== Provided records

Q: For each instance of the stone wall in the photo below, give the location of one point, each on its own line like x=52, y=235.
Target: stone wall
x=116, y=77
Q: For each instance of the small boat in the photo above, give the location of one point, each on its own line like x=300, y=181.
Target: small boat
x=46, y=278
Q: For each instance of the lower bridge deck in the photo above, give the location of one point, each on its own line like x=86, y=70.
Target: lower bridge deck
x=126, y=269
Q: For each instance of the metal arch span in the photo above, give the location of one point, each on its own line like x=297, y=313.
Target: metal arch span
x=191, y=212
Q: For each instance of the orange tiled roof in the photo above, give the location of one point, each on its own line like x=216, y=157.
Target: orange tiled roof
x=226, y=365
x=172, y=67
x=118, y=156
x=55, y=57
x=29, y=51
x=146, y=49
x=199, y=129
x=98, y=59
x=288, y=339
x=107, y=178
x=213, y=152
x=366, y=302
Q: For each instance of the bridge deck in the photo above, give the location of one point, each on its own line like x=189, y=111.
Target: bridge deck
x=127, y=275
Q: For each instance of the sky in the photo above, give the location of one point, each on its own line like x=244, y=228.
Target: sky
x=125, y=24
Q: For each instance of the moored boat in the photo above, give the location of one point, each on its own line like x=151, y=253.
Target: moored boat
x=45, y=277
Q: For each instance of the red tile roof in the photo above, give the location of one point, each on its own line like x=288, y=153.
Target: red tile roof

====

What to do: Which lines above contain the word "location"? Copy all of them.

Exercise answer:
Q: For each instance of the stone wall in the photo below, give the location of one point, each on its own line like x=52, y=235.
Q: For each instance of the small boat in the photo above, give the location of one point, each on its own line like x=300, y=181.
Q: For each instance of the lower bridge deck in the photo above, give the location of one point, each on its own line like x=86, y=70.
Q: For each instance of the metal arch span in the photo above, give the location of one point, each on its own line like x=297, y=313.
Q: For each instance of the orange tiled roof in the photo above, give the location of one point, each on its own line like x=216, y=157.
Q: For each instance of the bridge deck in the photo above, give the location of one point, each on its own line like x=189, y=111.
Q: For each instance of the sky in the photo above, give the location of one point, each on its own line like x=244, y=228.
Q: For each instance of the moored boat in the photo above, give the location of one point, each on its own line like x=151, y=253.
Q: For each instance of the red tile roof in the photo above, give the location of one point, each on its own line like x=288, y=153.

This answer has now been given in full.